───── EXTRACT PROVIDED ─────

= Friedrich Wegener =

German pathologist (1907–1990)

Friedrich Wegener

Friedrich Wegener (7 April 1907, Varel – 9 July 1990, Lübeck, /de/) was a German pathologist who is notable for being a high-ranking Nazi physician and for his description of a rare disease originally referred to Wegener disease and now referred to as granulomatosis with polyangiitis. Although this disease was known before Wegener's description, from the 1950s onwards it was generally referred to as Wegener's granulomatosis.

==Biography==
===Early life===
Friedrich Wegener was born on 7 April 1907 in Varel, Oldenburg, Germany. His father was a doctor and his mother a Swedish gymnastic director.

===World War II era===
More detail about aspects of Wegener's biography during the Nazi regime first became available in 2006. Wegener joined the Nazi Party in 1932. Specifically, he was a member of the Sturmabteilung, a paramilitary branch of the Nazi party that participated in violent conflicts. As a relatively high-ranking military physician, he spent some of World War II in a medical office three blocks from the Łódź Ghetto, a Jewish ghetto in Łódź, Poland. He conducted autopsies on Jewish concentration camp inmates and the facility he worked in performed experiments on prisoners. There is no direct evidence of active participation of Wegener in these human experiments, but he was likely aware of them. The United Nations War Crimes Commission had a legal mandate against Friedrich Wegener and the Polish Institute for the Prosecution of German War Crimes confirmed that he had appeared on the central list of war criminal and security suspects. Wegener was released without a trial as no charges were brought against him. In an editorial in 2006, the evidence was regarded as "thin but tangible".

==Medical contributions==
In 1936, Friedrich Wegener described the disease that once bore his name, Wegener disease, as a systemic disorder characterized by aseptic vasculitis, granulomatous inflammation, and vasculitis that affects the upper and lower respiratory tracts and the kidneys. Granulomatosis with polyangiitis is a relatively rare disorder, occurring in 1/25,000 persons. After revelations about his Nazi Party past became common knowledge, the disease has been referred to as Granulomatosis with Polyangiitis (GPA).

The American College of Chest Physicians (ACCP) awarded Wegener a "master clinician" prize in 1989. After his Nazi past was discovered in 2000, the ACCP rescinded the prize and campaigned to rename Wegener's granulomatosis to ANCA-associated granulomatous vasculitis. More recently, several professional societies, including the American College of Rheumatology, the European League Against Rheumatism, and the American Society of Nephrology, proposed the name 'granulomatosis with polyangiitis' in a 2011 editorial. The new name for the condition is now widely adopted in the scientific literature and by institutions and charities.

─────

| TASKS AND EXERCISES |
1. List every name by which the article on Friedrich Wegener says the disease he described has been called or proposed to be called.
2. Using the article on Friedrich Wegener, answer the following:
(a) Where was Wegener born?
(b) In what year did he join the Nazi Party?
(c) How often does granulomatosis with polyangiitis occur?
3. Transcribe the passage of the article on Friedrich Wegener that lies between "The American College of Chest" and "institutions and charities.", inclusive.

───── GIVEN INFORMATION ─────

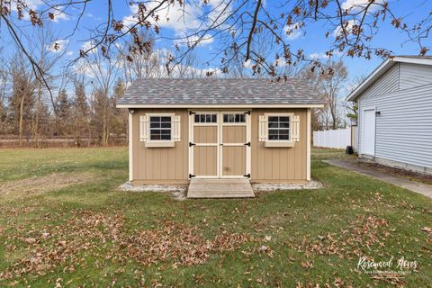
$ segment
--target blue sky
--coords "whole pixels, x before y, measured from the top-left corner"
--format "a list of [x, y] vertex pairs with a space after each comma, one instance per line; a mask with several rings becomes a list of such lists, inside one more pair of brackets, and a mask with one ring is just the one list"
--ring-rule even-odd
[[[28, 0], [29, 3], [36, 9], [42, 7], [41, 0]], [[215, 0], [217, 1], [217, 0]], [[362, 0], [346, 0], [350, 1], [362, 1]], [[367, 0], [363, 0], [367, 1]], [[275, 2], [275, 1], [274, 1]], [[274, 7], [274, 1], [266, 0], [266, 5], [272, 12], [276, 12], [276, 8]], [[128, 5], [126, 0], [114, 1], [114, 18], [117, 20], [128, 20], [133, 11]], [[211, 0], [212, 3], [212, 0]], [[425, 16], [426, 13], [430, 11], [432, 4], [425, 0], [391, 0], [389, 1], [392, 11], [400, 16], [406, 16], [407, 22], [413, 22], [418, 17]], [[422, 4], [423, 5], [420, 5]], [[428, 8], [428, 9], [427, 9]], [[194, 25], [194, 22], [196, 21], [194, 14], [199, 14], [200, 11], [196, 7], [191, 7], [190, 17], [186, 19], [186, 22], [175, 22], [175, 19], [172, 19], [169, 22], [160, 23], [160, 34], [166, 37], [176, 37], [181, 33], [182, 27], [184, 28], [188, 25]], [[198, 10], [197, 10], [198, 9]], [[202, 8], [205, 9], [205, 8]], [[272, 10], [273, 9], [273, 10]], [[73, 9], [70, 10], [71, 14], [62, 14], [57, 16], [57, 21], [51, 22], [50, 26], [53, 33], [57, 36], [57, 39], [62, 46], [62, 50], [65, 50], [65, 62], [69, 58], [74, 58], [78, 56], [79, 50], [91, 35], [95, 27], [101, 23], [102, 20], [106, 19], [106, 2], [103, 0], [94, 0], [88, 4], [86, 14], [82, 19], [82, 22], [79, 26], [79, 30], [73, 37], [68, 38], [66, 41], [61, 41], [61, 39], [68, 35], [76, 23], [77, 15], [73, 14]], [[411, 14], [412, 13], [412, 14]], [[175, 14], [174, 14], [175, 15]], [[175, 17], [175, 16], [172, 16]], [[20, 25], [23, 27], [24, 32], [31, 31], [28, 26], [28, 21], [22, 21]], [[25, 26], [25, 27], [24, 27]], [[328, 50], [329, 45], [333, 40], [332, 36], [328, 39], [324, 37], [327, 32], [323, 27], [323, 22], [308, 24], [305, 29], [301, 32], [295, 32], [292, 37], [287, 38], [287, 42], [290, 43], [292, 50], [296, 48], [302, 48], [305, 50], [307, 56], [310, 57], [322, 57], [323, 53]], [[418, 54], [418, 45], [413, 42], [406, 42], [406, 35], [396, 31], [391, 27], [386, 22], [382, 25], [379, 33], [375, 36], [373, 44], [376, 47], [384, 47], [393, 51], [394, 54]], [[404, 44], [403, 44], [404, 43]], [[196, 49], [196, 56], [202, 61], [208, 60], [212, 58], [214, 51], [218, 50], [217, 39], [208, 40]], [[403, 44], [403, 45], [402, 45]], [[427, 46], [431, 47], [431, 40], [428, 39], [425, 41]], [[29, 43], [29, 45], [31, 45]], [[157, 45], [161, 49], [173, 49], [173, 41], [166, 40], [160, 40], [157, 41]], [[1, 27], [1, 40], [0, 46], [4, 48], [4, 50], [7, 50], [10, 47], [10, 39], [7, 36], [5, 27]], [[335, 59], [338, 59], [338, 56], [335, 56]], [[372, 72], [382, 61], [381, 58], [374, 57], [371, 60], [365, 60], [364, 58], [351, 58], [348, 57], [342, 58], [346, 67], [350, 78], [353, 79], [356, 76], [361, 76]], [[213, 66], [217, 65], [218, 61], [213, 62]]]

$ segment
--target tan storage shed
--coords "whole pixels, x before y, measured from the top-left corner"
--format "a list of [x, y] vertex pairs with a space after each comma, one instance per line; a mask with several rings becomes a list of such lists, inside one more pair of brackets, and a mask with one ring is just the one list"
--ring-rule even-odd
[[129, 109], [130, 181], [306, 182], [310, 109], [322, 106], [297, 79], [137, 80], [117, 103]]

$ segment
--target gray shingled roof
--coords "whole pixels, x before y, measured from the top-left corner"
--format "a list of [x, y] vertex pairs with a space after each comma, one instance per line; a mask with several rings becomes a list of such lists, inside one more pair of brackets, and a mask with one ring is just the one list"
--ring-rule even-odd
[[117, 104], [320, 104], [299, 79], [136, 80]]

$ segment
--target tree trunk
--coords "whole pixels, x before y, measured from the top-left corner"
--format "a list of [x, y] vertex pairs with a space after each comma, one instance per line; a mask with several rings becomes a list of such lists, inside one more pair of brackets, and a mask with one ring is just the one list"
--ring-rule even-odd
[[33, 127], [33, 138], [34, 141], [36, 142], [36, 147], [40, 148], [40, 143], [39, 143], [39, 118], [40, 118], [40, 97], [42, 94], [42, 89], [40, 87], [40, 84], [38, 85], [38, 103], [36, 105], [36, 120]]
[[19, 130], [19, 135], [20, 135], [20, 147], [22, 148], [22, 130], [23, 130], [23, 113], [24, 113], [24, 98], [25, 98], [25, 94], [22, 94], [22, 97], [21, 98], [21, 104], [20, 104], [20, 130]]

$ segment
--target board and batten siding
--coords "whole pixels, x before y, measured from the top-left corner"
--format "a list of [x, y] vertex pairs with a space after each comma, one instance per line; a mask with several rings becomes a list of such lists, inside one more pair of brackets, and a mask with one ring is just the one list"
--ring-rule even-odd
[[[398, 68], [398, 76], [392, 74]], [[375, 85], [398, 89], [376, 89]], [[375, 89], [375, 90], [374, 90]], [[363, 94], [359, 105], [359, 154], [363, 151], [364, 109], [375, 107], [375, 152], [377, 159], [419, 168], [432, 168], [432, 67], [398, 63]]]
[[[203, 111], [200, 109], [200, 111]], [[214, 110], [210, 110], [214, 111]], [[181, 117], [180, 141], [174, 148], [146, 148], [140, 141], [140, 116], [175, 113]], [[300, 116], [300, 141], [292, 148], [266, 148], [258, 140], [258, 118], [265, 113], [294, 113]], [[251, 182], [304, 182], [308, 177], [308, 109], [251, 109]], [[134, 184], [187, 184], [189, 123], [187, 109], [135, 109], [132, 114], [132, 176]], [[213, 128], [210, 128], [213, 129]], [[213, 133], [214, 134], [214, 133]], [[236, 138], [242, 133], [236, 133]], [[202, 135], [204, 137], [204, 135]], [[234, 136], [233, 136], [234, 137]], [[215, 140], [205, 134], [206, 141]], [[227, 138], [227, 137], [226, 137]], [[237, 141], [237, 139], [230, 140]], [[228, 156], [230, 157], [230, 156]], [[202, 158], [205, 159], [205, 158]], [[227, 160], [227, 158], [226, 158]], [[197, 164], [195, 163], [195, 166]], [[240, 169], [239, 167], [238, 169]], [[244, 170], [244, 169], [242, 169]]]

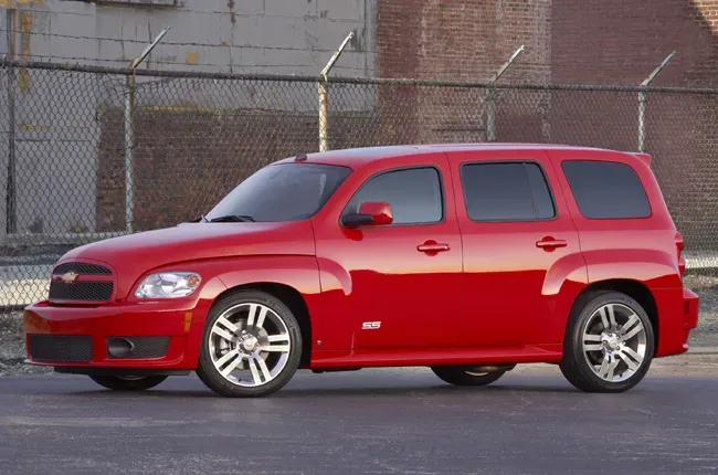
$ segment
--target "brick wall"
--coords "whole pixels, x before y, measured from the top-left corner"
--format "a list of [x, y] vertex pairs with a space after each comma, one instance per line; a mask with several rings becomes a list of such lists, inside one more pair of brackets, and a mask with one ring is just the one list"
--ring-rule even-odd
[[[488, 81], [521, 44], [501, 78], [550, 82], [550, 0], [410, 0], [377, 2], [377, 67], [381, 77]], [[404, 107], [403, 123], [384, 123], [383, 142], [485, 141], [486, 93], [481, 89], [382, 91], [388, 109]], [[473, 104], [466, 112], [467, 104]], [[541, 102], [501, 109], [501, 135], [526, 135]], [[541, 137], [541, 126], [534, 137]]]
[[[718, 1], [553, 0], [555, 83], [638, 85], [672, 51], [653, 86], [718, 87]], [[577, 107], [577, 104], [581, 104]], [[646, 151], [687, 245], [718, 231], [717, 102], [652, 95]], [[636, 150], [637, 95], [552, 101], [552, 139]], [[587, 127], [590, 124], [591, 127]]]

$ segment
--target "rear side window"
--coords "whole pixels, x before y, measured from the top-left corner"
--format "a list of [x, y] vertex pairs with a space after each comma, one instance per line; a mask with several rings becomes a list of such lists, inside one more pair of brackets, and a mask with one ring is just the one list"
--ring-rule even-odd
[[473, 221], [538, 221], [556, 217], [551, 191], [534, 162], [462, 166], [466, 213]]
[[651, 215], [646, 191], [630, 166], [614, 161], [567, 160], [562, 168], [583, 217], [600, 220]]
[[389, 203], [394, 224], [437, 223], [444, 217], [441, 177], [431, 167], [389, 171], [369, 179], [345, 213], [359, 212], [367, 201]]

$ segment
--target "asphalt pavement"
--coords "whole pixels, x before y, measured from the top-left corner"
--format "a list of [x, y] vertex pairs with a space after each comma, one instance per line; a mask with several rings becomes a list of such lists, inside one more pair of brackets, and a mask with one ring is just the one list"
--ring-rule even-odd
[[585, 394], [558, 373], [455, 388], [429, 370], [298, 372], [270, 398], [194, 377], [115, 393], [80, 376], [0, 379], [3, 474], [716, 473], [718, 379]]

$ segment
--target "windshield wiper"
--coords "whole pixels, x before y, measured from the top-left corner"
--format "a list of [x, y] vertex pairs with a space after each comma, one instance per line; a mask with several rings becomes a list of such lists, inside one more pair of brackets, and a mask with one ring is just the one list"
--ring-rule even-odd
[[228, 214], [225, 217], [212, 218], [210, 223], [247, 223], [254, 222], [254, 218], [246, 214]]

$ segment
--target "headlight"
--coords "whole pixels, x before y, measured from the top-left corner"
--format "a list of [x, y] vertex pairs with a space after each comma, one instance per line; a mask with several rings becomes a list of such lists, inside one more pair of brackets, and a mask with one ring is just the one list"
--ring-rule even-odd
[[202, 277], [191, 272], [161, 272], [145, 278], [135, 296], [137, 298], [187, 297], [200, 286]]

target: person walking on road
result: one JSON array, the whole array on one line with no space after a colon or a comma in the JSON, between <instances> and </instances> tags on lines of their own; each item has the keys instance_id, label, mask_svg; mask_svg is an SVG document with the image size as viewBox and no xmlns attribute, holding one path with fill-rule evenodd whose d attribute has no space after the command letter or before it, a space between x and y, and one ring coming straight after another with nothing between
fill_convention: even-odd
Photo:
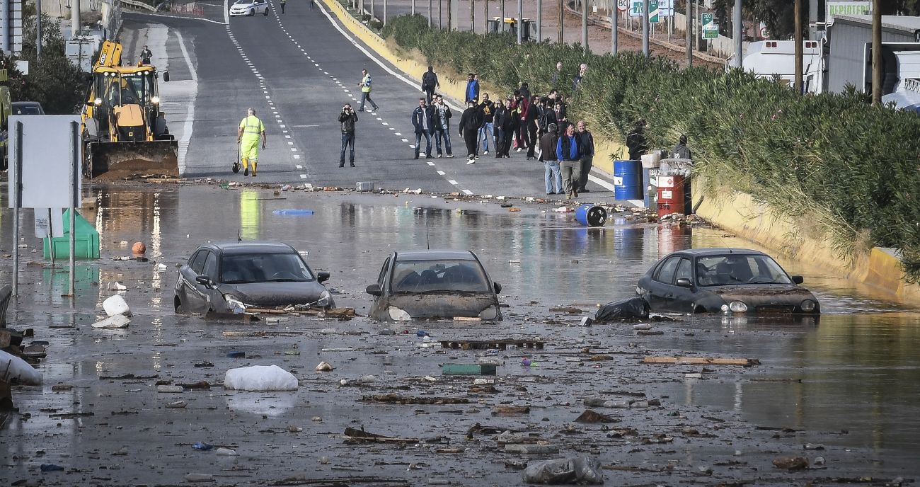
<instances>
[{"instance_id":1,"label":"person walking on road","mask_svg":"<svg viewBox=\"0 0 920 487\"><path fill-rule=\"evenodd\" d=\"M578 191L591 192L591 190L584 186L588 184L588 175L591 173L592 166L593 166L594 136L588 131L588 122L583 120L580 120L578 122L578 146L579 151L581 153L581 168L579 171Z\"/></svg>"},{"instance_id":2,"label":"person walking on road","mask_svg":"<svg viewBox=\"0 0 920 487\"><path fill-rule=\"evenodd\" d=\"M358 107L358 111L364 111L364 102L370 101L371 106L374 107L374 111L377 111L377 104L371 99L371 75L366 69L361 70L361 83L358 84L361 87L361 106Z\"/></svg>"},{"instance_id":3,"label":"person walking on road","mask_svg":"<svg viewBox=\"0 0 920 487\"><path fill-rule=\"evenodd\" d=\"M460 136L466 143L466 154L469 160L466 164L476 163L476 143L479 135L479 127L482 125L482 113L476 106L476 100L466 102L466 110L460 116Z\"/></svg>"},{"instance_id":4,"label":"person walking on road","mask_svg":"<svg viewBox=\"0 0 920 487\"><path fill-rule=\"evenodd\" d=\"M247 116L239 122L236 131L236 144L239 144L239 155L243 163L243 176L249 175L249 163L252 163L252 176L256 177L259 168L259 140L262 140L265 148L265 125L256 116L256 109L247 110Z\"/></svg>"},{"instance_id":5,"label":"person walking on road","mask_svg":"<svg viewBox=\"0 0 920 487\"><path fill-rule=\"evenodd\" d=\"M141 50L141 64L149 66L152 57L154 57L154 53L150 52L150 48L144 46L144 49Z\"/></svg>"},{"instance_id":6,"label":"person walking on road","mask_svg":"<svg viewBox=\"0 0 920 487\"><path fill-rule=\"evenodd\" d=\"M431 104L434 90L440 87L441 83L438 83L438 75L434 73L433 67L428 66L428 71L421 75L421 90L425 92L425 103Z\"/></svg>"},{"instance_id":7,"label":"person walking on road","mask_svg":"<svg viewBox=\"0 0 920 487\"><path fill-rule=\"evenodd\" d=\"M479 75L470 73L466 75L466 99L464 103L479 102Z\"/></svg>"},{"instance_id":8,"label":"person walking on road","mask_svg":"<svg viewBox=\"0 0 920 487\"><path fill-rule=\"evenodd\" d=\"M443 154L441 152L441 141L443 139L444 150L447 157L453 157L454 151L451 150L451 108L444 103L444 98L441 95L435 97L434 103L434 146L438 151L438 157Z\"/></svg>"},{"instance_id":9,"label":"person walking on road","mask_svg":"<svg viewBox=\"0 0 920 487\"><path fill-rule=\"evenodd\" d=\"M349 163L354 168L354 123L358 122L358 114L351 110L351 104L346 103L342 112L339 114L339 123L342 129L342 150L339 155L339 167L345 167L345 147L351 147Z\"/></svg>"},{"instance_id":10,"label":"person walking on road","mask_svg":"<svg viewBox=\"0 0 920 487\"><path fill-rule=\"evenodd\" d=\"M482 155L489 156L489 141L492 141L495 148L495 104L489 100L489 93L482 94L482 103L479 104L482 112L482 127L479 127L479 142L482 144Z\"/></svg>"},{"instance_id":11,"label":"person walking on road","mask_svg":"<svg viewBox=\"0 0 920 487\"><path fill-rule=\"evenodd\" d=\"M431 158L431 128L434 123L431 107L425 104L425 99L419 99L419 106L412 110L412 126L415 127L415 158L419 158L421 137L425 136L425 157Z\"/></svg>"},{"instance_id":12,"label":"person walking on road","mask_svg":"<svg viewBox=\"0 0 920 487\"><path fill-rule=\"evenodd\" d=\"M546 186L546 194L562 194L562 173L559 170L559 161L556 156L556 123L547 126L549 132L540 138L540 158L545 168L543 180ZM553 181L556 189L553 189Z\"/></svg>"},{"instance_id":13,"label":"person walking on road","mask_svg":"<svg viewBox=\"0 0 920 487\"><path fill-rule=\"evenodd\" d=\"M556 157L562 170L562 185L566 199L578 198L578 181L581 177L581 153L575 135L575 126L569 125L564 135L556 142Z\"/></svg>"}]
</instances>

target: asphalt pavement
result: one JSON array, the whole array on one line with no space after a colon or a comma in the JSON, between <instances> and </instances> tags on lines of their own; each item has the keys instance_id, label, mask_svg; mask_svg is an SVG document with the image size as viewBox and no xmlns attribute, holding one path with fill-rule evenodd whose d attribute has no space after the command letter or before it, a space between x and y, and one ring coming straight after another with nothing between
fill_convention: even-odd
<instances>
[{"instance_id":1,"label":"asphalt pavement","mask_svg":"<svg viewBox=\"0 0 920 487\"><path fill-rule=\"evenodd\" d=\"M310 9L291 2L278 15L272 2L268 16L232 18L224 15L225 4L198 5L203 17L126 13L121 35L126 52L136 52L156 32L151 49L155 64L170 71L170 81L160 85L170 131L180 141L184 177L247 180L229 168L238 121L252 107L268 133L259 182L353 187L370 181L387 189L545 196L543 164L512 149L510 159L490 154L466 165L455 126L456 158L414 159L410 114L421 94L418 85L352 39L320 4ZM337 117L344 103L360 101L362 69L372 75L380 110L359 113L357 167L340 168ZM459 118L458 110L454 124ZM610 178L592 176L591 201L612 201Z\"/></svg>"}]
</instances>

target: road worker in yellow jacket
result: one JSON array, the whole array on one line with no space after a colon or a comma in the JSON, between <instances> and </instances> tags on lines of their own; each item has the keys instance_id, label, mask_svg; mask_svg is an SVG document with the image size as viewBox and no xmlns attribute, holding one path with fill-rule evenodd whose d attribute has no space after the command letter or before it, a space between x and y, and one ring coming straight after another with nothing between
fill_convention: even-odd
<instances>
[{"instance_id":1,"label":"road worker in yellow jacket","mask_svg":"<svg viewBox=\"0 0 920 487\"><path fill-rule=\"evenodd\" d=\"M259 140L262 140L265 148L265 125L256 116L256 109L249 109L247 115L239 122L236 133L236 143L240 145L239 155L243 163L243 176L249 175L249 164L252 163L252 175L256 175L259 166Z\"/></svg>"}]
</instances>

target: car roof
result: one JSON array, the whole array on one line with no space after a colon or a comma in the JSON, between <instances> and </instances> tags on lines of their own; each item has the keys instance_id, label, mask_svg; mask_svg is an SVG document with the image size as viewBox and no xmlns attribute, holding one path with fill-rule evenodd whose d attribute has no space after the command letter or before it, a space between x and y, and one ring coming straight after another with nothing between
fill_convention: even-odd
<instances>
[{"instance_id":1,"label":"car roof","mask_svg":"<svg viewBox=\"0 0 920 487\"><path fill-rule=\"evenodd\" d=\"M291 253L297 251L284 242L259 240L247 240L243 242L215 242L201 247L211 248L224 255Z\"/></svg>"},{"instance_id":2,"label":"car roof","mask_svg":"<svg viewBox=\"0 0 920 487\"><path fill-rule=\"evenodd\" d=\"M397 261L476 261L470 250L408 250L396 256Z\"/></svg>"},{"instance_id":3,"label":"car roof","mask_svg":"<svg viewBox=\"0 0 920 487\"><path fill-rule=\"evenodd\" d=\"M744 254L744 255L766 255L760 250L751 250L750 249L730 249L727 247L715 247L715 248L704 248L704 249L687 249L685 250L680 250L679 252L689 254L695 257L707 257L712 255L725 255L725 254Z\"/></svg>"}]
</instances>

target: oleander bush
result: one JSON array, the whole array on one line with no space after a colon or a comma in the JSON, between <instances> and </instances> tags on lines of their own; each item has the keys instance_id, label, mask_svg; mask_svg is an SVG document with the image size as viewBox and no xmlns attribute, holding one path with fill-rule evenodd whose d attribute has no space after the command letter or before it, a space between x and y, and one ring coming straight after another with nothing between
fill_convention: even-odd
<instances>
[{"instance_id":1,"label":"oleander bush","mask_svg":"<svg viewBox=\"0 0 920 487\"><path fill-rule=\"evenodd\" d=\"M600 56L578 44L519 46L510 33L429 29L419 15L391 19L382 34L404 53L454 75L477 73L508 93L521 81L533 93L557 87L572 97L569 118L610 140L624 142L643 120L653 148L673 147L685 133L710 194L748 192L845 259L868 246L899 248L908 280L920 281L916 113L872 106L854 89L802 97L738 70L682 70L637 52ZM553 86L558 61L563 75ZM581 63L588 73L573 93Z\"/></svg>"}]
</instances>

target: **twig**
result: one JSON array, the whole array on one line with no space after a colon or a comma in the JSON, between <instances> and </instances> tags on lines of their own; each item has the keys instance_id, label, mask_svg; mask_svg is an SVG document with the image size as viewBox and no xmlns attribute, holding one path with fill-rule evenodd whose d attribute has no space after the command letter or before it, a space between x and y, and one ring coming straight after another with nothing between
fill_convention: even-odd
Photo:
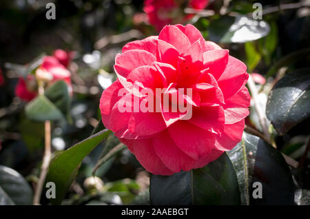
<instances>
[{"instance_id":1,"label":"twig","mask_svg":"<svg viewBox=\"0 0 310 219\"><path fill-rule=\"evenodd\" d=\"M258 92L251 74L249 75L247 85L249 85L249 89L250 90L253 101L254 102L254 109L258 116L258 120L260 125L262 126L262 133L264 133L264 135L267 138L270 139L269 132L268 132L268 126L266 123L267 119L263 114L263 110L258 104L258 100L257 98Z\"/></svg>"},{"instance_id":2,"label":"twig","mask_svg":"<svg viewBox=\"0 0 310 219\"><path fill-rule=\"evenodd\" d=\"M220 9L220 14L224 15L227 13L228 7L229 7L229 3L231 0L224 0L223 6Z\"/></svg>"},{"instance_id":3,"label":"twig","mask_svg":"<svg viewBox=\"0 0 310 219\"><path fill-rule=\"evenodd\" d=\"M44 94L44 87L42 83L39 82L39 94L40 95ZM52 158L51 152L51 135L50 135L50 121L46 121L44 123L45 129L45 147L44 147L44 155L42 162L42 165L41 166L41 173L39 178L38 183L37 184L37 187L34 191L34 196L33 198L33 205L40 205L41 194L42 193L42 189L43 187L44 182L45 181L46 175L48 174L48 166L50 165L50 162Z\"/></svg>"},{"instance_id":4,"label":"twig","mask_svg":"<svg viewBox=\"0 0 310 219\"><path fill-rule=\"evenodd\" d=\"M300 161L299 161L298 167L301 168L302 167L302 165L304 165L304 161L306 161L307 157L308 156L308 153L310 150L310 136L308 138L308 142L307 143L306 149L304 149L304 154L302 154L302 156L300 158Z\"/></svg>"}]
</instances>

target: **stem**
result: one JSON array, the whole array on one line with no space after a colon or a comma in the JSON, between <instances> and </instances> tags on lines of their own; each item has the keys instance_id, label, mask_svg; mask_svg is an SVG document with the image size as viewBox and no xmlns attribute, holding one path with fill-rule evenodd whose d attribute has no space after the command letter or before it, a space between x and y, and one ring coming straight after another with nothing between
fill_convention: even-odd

─────

| ANSWERS TO THIS EXERCISE |
1.
- Wegener disease
- Wegener's granulomatosis
- granulomatosis with polyangiitis (GPA)
- ANCA-associated granulomatous vasculitis

2.
(a) Varel, Oldenburg, Germany
(b) 1932
(c) In 1 of every 25,000 persons

3.
The American College of Chest Physicians (ACCP) awarded Wegener a "master clinician" prize in 1989. After his Nazi past was discovered in 2000, the ACCP rescinded the prize and campaigned to rename Wegener's granulomatosis to ANCA-associated granulomatous vasculitis. More recently, several professional societies, including the American College of Rheumatology, the European League Against Rheumatism, and the American Society of Nephrology, proposed the name 'granulomatosis with polyangiitis' in a 2011 editorial. The new name for the condition is now widely adopted in the scientific literature and by institutions and charities.